◆ Request A
Could you pull out every line of the records that contains the string "edge", matching case?

◆ Source excerpt
__________

This is our only sure footing as biblical counselors. Without this, we have no foundation and no reason to expect real change. We’d otherwise be left to confounding, humanistic theories on change that shift with each generation. God’s redemption allows us to rest as we work hard. It also means divine power is at work in the otherwise menial things we do as counselors.

Redemption being God’s act is a refuge that protects us from the storm of seizing control by anger and manipulation when people are stagnant. It secures us from losing hope when we feel like we’re at our wit’s end. It covers us during fears of not knowing what to do, giving us at the very least a clear direction to steer. It shields us from pride when people experience dramatic change. It causes us to endure during challenging times and to lay aside our fixation on our reputation. It keeps us dependent, praying, and sober.

__________

◆ Request B
Can you reproduce the excerpt on redemption in biblical counseling in full, word for word?

__________

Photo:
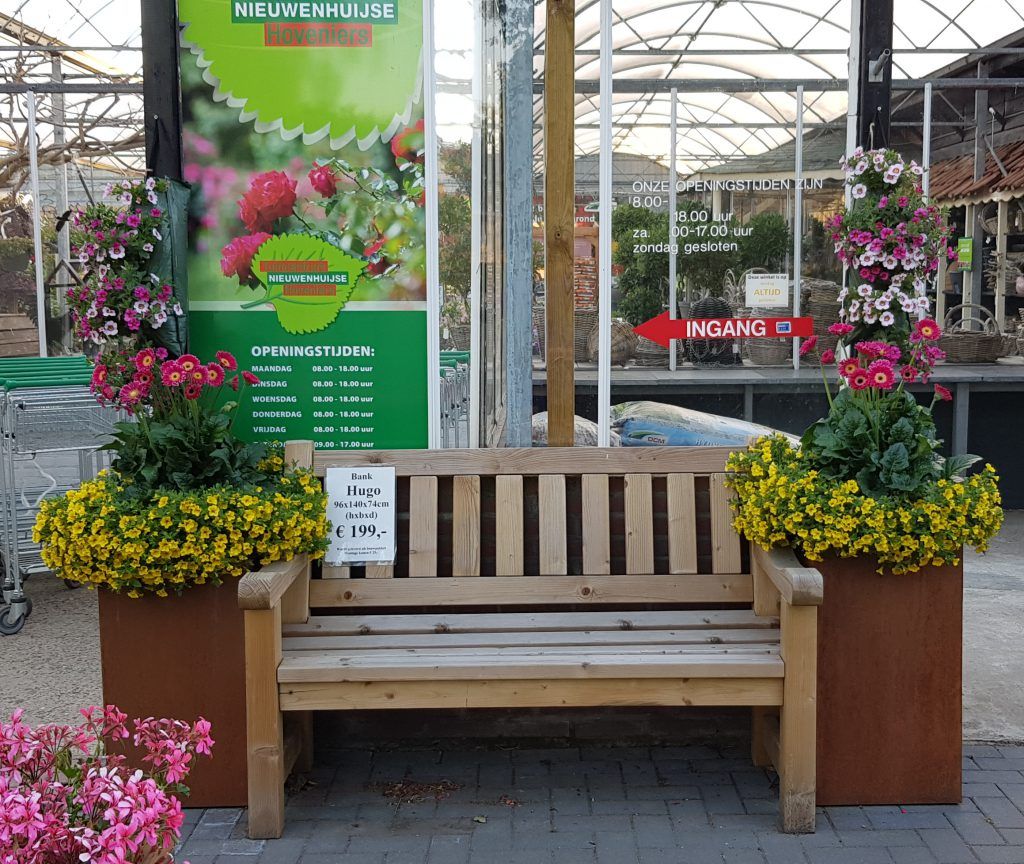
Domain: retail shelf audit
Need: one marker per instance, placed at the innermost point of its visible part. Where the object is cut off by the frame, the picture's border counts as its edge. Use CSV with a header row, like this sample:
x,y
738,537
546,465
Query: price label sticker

__________

◆ Problem solution A
Need: one marker per instance, placed at the innermost point of its visible part. Where the object is cut off by the frame, the picture's border counts as its edge. Use CSV with a header row, like this sample:

◆ Problem solution B
This is our only sure footing as biblical counselors. Without this, we have no foundation and no reason to expect real change. We’d otherwise be left to confounding, humanistic theories on change that shift with each generation. God’s redemption allows us to rest as we work hard. It also means divine power is at work in the otherwise menial things we do as counselors.

Redemption being God’s act is a refuge that protects us from the storm of seizing control by anger and manipulation when people are stagnant. It secures us from losing hope when we feel like we’re at our wit’s end. It covers us during fears of not knowing what to do, giving us at the very least a clear direction to steer. It shields us from pride when people experience dramatic change. It causes us to endure during challenging times and to lay aside our fixation on our reputation. It keeps us dependent, praying, and sober.